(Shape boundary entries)
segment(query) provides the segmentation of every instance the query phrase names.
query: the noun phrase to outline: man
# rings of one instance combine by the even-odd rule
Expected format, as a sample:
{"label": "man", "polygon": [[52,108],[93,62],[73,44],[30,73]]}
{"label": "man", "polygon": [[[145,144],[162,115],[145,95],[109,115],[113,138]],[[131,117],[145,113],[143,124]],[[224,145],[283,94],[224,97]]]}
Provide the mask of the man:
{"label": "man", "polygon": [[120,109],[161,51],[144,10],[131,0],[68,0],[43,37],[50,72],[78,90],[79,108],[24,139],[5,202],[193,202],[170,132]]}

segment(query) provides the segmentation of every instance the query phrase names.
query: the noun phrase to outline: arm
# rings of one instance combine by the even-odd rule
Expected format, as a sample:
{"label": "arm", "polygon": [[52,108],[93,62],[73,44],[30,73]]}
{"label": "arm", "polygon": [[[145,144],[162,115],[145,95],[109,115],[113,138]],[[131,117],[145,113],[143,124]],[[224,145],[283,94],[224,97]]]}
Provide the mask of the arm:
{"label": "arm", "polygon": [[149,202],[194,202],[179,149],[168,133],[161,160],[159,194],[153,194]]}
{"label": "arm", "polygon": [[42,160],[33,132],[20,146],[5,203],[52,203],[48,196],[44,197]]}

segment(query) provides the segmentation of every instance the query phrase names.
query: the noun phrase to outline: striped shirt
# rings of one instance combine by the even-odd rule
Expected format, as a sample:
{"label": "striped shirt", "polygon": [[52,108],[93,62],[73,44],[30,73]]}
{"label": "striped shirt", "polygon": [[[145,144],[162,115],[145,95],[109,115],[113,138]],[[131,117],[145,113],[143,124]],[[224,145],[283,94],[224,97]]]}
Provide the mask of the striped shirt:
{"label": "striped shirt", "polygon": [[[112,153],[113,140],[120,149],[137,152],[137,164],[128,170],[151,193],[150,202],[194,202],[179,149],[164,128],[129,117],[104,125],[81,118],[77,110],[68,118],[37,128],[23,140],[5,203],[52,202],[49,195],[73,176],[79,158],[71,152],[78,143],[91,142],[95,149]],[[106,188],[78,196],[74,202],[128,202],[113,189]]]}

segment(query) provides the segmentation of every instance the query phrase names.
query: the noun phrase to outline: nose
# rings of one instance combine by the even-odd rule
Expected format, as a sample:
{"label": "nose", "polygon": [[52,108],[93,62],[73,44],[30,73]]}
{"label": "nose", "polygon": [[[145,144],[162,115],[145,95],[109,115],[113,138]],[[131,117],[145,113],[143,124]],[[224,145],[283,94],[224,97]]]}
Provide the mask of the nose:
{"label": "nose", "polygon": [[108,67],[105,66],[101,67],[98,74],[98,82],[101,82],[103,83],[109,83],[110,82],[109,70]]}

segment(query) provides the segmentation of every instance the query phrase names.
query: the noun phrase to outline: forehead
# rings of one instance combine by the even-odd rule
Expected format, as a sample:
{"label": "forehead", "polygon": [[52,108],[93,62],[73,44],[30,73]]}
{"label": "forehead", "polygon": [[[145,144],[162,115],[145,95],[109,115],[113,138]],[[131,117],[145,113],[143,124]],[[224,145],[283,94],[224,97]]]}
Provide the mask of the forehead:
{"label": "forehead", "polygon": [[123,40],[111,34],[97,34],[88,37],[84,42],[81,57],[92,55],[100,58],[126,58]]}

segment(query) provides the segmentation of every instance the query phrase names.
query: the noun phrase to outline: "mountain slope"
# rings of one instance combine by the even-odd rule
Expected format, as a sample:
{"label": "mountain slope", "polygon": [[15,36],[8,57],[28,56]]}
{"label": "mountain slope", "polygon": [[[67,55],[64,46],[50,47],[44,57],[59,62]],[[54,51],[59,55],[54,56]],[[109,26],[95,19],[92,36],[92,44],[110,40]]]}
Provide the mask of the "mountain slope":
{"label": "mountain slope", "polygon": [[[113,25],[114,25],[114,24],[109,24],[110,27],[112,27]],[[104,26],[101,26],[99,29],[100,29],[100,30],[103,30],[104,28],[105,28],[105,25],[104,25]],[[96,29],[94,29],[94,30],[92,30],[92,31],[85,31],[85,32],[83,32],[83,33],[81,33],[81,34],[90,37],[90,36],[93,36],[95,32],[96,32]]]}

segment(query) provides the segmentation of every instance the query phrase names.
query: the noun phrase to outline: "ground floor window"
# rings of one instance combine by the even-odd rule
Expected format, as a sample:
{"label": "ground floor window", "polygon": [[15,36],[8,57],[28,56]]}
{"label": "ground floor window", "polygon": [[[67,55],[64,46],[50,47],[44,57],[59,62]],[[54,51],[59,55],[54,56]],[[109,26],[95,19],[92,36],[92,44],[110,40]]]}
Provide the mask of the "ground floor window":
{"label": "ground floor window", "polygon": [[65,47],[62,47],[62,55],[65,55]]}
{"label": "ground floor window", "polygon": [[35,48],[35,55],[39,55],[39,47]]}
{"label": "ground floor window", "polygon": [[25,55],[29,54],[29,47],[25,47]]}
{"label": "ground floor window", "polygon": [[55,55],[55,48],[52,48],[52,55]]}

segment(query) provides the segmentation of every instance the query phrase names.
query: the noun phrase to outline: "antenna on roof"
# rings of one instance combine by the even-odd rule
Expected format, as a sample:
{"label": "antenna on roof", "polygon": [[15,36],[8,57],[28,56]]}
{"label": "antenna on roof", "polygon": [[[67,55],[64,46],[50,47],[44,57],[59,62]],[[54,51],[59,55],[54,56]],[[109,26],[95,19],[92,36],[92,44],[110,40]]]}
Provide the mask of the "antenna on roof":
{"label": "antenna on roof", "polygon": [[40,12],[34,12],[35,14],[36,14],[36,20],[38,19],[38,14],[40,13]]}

--- WORK REQUIRED ---
Copy out every entry again, exactly as it was given.

--- WRITTEN ANSWER ---
segment(query) provides the segmentation of every instance the query phrase names.
query: the noun phrase to outline: man
# rings of one instance combine by the even-odd rule
Expected format, as a sample:
{"label": "man", "polygon": [[52,108],[93,62],[73,44],[30,73]]}
{"label": "man", "polygon": [[[145,144],[162,115],[145,95],[109,115],[113,138]],[[131,117],[145,113],[143,124]],[[224,145],[283,94],[224,97]]]}
Provide the mask of the man:
{"label": "man", "polygon": [[120,109],[161,51],[144,10],[131,0],[68,0],[43,37],[50,72],[78,90],[79,108],[24,139],[5,202],[193,202],[170,132]]}

segment(query) provides the segmentation of every instance the query phrase names.
query: the noun phrase to outline: arm
# rings of one instance combine by the even-odd rule
Expected format, as a sample:
{"label": "arm", "polygon": [[52,108],[93,62],[73,44],[30,73]]}
{"label": "arm", "polygon": [[[145,144],[162,115],[145,95],[109,115],[113,138]],[[131,117],[145,113],[143,124]],[[224,145],[283,94],[224,97]]]}
Provide the mask of the arm:
{"label": "arm", "polygon": [[149,202],[194,202],[179,149],[168,133],[161,160],[159,194],[153,194]]}
{"label": "arm", "polygon": [[42,160],[33,132],[20,146],[5,203],[52,203],[48,196],[44,197]]}

segment(query) provides the segmentation of every instance the query phrase names.
query: the noun phrase to outline: striped shirt
# rings of one instance combine by the even-odd rule
Expected format, as a sample:
{"label": "striped shirt", "polygon": [[52,108],[93,62],[73,44],[30,73]]}
{"label": "striped shirt", "polygon": [[[145,144],[162,115],[145,95],[109,115],[113,138]],[[131,117],[145,113],[143,124]],[[224,145],[283,94],[224,97]]]}
Provide the mask of the striped shirt:
{"label": "striped shirt", "polygon": [[[112,153],[113,140],[120,149],[137,152],[137,164],[128,170],[151,193],[150,202],[194,202],[179,149],[164,128],[129,117],[104,125],[81,118],[77,110],[68,118],[37,128],[23,140],[5,203],[52,202],[49,195],[73,176],[79,158],[71,152],[78,143],[91,142],[95,149]],[[106,188],[78,196],[74,202],[128,202],[113,189]]]}

segment(query) provides the segmentation of every instance the query phrase names.
query: the noun phrase to outline: nose
# rings of one instance combine by the even-odd rule
Expected format, as a sample:
{"label": "nose", "polygon": [[52,108],[93,62],[73,44],[30,73]]}
{"label": "nose", "polygon": [[[145,144],[162,115],[145,95],[109,115],[113,138]],[[131,117],[145,113],[143,124]],[[224,145],[283,94],[224,97]]]}
Provide the mask of the nose:
{"label": "nose", "polygon": [[108,67],[105,66],[101,67],[98,74],[98,82],[101,82],[103,83],[109,83],[110,82],[109,70]]}

segment(query) provides the segmentation of every instance the query phrase names.
query: the noun phrase to outline: forehead
# rings of one instance combine by the even-odd rule
Expected format, as a sample:
{"label": "forehead", "polygon": [[52,108],[93,62],[73,44],[30,73]]}
{"label": "forehead", "polygon": [[[145,144],[162,115],[145,95],[109,115],[113,138]],[[131,117],[145,113],[143,124]],[[224,145],[283,94],[224,97]]]}
Provide the mask of the forehead:
{"label": "forehead", "polygon": [[123,40],[111,34],[97,34],[88,37],[84,42],[81,57],[92,55],[100,58],[126,58]]}

segment(query) provides the segmentation of every instance the query phrase names.
query: the noun phrase to outline: "mountain slope"
# rings of one instance combine by the even-odd rule
Expected format, as a sample:
{"label": "mountain slope", "polygon": [[15,36],[8,57],[28,56]]}
{"label": "mountain slope", "polygon": [[[67,55],[64,46],[50,47],[44,57],[59,62]],[[54,51],[59,55],[54,56]],[[109,26],[95,19],[92,36],[92,44],[110,40]]]}
Provide the mask of the "mountain slope":
{"label": "mountain slope", "polygon": [[[113,25],[114,25],[114,24],[109,24],[110,27],[112,27]],[[104,26],[101,26],[99,29],[100,29],[100,30],[103,30],[104,28],[105,28],[105,25],[104,25]],[[96,29],[94,29],[94,30],[92,30],[92,31],[85,31],[85,32],[83,32],[83,33],[81,33],[81,34],[90,37],[90,36],[93,36],[95,32],[96,32]]]}

segment(query) provides the segmentation of every instance the query phrase names.
query: the noun phrase to outline: "ground floor window"
# rings of one instance combine by the even-odd rule
Expected format, as a sample:
{"label": "ground floor window", "polygon": [[15,36],[8,57],[28,56]]}
{"label": "ground floor window", "polygon": [[[67,55],[64,46],[50,47],[44,57],[59,62]],[[54,51],[59,55],[54,56]],[[109,26],[95,19],[92,36],[92,44],[110,40]]]}
Provide the mask of the "ground floor window":
{"label": "ground floor window", "polygon": [[65,47],[62,47],[62,55],[65,55]]}
{"label": "ground floor window", "polygon": [[35,48],[35,55],[39,55],[39,47]]}
{"label": "ground floor window", "polygon": [[25,55],[29,54],[29,47],[25,47]]}
{"label": "ground floor window", "polygon": [[55,55],[55,48],[52,48],[52,55]]}

segment(query) provides the segmentation of every instance the query phrase names.
query: the noun phrase to outline: "antenna on roof"
# rings of one instance combine by the even-odd rule
Expected format, as a sample:
{"label": "antenna on roof", "polygon": [[15,36],[8,57],[28,56]]}
{"label": "antenna on roof", "polygon": [[[67,55],[64,46],[50,47],[44,57],[59,62]],[[54,51],[59,55],[54,56]],[[109,26],[95,19],[92,36],[92,44],[110,40]]]}
Provide the mask of the "antenna on roof":
{"label": "antenna on roof", "polygon": [[40,12],[34,12],[35,14],[36,14],[36,20],[38,19],[38,14],[40,13]]}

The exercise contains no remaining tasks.